§ **Exercise description**
Line by line, copy the entries exactly, excluding the pictures.

§ **Information given**
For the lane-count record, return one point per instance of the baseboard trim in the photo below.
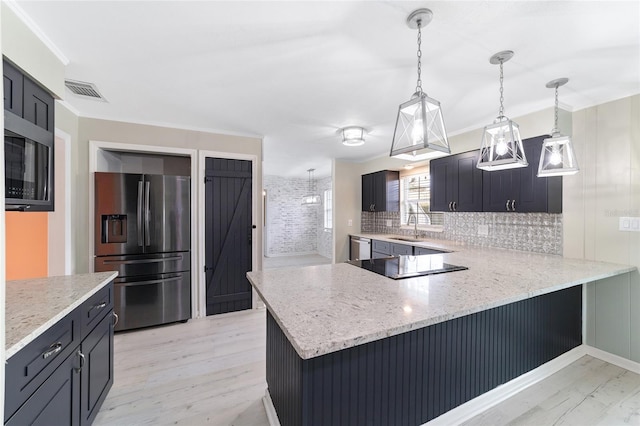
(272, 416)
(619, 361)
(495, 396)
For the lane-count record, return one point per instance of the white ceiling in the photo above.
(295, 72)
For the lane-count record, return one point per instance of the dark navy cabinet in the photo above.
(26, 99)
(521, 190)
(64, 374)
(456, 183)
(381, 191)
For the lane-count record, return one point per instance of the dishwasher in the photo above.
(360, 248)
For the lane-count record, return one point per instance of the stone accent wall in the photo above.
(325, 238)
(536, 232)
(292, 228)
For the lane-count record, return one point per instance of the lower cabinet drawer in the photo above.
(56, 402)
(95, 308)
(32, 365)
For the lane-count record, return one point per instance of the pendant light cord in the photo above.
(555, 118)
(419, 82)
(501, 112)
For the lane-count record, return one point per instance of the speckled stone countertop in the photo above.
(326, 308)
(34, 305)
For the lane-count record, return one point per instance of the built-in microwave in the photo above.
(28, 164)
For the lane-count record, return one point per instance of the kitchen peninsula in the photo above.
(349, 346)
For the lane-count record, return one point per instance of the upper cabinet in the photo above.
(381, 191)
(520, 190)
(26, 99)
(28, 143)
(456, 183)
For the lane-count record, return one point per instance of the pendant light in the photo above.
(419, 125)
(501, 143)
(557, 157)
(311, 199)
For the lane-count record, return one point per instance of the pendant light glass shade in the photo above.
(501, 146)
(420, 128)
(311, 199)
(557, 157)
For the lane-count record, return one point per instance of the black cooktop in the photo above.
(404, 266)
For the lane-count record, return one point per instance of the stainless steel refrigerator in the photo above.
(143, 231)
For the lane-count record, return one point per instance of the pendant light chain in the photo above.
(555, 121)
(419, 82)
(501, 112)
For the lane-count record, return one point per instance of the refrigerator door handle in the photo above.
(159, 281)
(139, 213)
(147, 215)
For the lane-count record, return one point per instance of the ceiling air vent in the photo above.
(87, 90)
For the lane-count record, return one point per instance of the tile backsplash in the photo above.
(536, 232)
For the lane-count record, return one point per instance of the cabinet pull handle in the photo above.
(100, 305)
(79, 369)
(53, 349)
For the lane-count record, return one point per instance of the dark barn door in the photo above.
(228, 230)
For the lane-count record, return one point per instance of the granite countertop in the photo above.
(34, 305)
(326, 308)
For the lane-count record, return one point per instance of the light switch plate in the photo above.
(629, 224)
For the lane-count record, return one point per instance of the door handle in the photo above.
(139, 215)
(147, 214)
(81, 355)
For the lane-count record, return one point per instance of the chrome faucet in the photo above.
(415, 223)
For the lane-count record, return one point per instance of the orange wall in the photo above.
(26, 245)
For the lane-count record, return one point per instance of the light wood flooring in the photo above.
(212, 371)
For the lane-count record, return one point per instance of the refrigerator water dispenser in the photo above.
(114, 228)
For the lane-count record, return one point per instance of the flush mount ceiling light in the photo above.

§ **Solution to this exercise**
For the lane-count record, return one point per instance of the baseboard trim in the photo below.
(272, 416)
(619, 361)
(495, 396)
For the lane-count record, return one point per instance of the white ceiling in the photo above.
(295, 72)
For the lane-count record, return one point per instance of the dark navy cabinet in the photo above.
(26, 99)
(521, 190)
(64, 374)
(456, 183)
(381, 191)
For the lane-count record, return one point per instance of the dishwasher in the photo above.
(360, 248)
For the lane-count record, return one point per instance of the stone accent wall in the photo above.
(325, 238)
(536, 232)
(292, 228)
For the lane-count record, return one point per instance of the lower cabinet drawer in the photo above.
(56, 402)
(95, 308)
(32, 365)
For the lane-count record, return one point per instance of the pendant light cord in the photo above.
(555, 118)
(419, 82)
(501, 112)
For the lane-count record, return one point per instance of the speckled stone countertop in the photo above.
(326, 308)
(34, 305)
For the lane-count record, return one point per instance of the built-in microwave in the photo above.
(28, 164)
For the lane-count record, return one point per instance of the kitchen peninsula in the photo above.
(349, 346)
For the lane-count record, return one point per instance of the upper cabinet in the photo above.
(381, 191)
(520, 190)
(26, 99)
(28, 143)
(456, 183)
For the lane-count record, return one point per instance of the pendant light in the photo above.
(419, 125)
(501, 143)
(557, 157)
(311, 199)
For the lane-count record, return one point per instance of the pendant light glass shade in the photo above.
(501, 146)
(420, 128)
(311, 199)
(557, 157)
For the lane-count record, return one point per instance of the black cooktop in the photo above.
(404, 266)
For the lane-count record, return one point per instance of the stainless steel refrigerator in the photo above.
(143, 231)
For the lane-count record, return one point per instance of the pendant light chain in the photo above.
(555, 121)
(419, 82)
(501, 112)
For the lane-count record, return one point per instance of the refrigerator door handle in the photo above.
(159, 281)
(139, 213)
(147, 215)
For the lane-count record, return one point per instance of the ceiling air vent in the photo above.
(87, 90)
For the lane-count record, return one point per instance of the tile backsplash in the photo above.
(536, 232)
For the lane-count record, return one point per instance of the cabinet pull handle in the photo above.
(100, 305)
(79, 369)
(53, 349)
For the lane-count record, return one point per instance of the dark barn door in the photo above.
(228, 230)
For the lane-count record, return one point per instance of the granite countertop in the photo above.
(34, 305)
(326, 308)
For the lane-count record, return one point per instance of the light switch plate in the photo above.
(629, 224)
For the lane-count record, return one point per instance of the door handle in the photo above.
(139, 215)
(147, 214)
(81, 355)
For the lane-count record, return one point per instance of the chrome faucet in the photo above.
(415, 223)
For the lane-count record, return one point per instance of the orange wall in the photo above.
(26, 245)
For the lane-count record, return one point per instance of the light wood flooring in the photo above.
(212, 371)
For the lane-count record, return one point per instance of the refrigerator water dispenser in the photo above.
(114, 228)
For the lane-count record, return one point per instance of the flush mount ceiling light in the photo above.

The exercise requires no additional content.